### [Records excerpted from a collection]
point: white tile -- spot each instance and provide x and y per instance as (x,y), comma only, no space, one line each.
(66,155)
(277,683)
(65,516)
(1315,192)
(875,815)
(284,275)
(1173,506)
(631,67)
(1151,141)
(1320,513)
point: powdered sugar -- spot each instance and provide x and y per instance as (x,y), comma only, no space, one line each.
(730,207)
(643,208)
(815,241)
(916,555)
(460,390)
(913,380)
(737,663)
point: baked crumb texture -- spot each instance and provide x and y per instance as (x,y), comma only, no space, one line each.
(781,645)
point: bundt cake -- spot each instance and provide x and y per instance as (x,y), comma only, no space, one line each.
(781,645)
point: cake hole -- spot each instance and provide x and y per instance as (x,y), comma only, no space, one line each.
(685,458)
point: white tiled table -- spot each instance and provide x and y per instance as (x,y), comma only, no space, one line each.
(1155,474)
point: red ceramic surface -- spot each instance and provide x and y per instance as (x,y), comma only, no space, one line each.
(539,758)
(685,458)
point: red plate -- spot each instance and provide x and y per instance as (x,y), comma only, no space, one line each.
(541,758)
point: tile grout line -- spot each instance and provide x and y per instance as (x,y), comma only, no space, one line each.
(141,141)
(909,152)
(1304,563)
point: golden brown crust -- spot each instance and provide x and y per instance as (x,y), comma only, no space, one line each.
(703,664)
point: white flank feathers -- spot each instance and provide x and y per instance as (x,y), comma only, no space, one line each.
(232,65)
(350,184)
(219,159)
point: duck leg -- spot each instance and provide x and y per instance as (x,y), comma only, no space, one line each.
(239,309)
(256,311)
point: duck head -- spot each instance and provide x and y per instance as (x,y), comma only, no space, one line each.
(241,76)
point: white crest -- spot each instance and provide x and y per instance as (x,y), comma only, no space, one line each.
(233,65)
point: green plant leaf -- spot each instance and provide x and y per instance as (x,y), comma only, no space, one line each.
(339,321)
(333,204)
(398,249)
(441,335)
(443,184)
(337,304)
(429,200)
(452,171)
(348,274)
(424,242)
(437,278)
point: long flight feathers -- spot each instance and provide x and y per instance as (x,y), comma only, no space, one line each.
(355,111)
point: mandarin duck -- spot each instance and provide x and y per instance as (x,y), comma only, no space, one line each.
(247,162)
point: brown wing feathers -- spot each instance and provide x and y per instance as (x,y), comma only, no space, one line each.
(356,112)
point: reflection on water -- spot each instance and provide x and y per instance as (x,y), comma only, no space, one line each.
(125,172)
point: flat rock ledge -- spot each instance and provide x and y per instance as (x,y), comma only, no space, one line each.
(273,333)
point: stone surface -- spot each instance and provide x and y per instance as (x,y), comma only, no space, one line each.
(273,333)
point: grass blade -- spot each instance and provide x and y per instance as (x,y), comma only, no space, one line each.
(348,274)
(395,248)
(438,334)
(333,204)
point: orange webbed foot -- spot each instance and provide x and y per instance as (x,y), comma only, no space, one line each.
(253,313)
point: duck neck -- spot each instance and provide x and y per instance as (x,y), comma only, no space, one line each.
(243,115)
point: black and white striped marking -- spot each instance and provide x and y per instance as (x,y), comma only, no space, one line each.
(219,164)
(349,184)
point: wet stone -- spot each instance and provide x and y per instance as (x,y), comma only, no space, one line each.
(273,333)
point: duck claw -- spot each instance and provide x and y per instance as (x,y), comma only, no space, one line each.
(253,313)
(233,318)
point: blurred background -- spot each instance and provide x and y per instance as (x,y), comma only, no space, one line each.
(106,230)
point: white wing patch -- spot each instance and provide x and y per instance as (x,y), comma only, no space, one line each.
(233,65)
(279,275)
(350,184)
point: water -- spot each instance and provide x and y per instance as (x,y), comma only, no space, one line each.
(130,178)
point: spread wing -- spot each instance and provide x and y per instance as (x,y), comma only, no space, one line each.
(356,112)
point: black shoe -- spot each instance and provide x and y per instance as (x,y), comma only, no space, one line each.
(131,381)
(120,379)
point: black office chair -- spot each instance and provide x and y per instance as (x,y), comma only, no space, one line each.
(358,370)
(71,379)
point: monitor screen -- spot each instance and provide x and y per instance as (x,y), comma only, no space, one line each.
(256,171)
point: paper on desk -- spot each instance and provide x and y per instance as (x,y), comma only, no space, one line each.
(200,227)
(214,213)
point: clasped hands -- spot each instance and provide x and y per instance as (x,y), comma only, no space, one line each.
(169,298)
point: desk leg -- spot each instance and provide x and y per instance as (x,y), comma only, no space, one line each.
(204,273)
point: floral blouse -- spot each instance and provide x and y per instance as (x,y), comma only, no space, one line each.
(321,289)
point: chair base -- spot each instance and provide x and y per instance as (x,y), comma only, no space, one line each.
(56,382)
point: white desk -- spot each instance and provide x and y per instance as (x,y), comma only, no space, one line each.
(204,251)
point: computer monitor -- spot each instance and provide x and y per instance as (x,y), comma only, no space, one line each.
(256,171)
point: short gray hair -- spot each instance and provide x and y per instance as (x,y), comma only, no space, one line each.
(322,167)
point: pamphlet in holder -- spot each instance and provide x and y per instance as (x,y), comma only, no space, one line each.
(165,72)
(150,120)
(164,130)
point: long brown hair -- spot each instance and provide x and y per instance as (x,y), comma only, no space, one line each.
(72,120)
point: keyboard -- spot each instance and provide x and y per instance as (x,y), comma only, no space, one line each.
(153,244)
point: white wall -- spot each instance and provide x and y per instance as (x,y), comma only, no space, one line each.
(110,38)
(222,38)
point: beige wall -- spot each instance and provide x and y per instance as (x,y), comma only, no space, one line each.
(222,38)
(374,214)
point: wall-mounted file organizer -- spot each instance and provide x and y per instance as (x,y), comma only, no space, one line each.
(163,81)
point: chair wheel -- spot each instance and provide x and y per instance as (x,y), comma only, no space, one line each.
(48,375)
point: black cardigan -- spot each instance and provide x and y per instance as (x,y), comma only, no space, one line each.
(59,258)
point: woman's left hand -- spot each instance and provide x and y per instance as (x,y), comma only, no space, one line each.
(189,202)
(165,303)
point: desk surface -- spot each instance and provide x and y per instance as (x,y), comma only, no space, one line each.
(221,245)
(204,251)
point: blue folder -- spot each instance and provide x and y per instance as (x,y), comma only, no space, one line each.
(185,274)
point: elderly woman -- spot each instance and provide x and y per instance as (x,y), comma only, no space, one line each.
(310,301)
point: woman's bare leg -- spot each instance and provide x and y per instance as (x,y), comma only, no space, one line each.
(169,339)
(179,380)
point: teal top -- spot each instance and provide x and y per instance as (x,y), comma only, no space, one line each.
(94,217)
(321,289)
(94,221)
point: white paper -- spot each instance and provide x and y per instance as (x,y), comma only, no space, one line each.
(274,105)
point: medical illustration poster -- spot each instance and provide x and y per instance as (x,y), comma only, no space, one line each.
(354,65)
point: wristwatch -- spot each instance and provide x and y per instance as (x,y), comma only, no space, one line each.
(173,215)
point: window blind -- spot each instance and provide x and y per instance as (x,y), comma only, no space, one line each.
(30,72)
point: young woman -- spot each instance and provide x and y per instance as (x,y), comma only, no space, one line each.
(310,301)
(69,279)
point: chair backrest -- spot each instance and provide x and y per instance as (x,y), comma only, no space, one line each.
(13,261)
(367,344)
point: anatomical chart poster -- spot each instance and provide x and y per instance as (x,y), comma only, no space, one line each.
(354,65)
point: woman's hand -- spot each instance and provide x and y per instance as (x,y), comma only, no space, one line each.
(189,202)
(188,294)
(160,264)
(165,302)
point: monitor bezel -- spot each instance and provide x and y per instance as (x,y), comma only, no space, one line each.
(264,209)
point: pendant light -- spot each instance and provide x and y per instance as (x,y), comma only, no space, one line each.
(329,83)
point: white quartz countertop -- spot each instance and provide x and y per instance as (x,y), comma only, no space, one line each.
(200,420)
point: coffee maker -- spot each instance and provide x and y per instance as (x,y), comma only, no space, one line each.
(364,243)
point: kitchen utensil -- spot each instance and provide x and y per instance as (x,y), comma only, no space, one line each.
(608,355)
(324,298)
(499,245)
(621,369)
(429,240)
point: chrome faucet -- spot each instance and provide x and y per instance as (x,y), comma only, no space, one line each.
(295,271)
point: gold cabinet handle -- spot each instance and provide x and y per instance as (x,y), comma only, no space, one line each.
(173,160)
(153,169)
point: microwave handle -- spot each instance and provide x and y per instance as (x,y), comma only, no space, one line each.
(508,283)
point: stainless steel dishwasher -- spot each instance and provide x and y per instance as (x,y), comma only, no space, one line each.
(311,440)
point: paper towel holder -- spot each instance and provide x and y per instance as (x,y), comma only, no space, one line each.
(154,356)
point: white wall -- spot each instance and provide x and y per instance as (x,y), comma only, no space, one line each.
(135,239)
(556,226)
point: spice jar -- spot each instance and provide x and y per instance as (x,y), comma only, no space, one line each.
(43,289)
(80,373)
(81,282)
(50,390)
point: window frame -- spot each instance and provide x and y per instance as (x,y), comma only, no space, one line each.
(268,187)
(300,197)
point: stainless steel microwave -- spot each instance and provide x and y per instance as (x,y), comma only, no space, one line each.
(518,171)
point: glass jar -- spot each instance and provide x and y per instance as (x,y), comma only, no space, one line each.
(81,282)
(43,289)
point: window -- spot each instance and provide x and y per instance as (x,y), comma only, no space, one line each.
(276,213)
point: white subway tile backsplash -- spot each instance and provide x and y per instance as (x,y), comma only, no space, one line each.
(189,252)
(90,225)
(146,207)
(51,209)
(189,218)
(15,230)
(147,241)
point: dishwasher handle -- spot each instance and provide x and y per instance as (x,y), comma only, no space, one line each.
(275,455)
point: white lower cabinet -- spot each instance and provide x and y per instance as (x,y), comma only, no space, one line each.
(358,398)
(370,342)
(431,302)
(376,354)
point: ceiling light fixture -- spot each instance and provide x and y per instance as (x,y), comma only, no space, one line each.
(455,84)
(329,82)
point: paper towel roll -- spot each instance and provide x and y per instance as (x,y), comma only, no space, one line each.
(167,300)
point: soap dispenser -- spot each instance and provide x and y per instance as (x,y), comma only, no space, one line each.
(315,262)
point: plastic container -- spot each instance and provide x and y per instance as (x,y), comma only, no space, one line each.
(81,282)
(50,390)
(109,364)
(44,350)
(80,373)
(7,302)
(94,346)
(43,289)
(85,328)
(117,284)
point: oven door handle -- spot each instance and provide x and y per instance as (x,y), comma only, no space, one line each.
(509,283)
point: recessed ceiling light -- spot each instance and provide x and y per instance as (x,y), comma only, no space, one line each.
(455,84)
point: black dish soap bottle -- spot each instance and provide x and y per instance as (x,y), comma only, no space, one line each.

### [TO DO]
Only the lines from the one containing "point: stainless steel microwave" to the end of the data should be printed, exactly as they stand.

### [RESULT OF THIS TASK]
point: stainless steel microwave -- spot each instance and provide x and y per instance as (x,y), comma only, no space, one line each.
(518,171)
point: glass jar -- spot each instance and provide x and y per instance as (x,y), comma only, no space, one line each.
(81,282)
(43,289)
point: window -- spot each instance and provide x and y per instance as (x,y), comma only, no space, one line each.
(276,213)
point: white subway tile backsplash -- spot each instance and provide x and y per instance as (x,y), comma only, no space, one line each.
(189,252)
(90,225)
(146,207)
(51,209)
(189,218)
(15,230)
(147,241)
point: dishwasher handle -- spot each instance and provide x and y per instance as (x,y), comma only, no space, one line each.
(275,455)
point: white lower cabinet -- spot each instance and provide x and y per instance as (x,y), comma only, no space, one line each.
(358,398)
(370,342)
(431,302)
(376,354)
point: ceiling light fixture -- spot each instance and provide x and y per instance as (x,y), comma only, no space, one line each.
(455,84)
(329,82)
point: paper towel roll -- spot each instance and provide x and y per instance as (x,y), comma only, no space, one line each.
(167,300)
point: soap dispenser -- spot each instance and provide x and y per instance as (x,y), comma only, no space, one line each.
(315,262)
point: plastic container -- spot each instance and provide x and y per instance as (x,y), comma only, no space, one line each.
(81,282)
(50,390)
(109,364)
(44,350)
(80,373)
(7,302)
(94,346)
(43,289)
(85,328)
(117,284)
point: oven door handle -- spot each instance and provide x and y per instance as (x,y), comma only, no space, one line each.
(509,283)
point: recessed ceiling light -- spot each instance and provide x and y per instance as (x,y), comma only, no space, one line each.
(455,84)
point: black dish soap bottle -- spot each instance and provide x and y per instance as (x,y), comma only, no space, one line each.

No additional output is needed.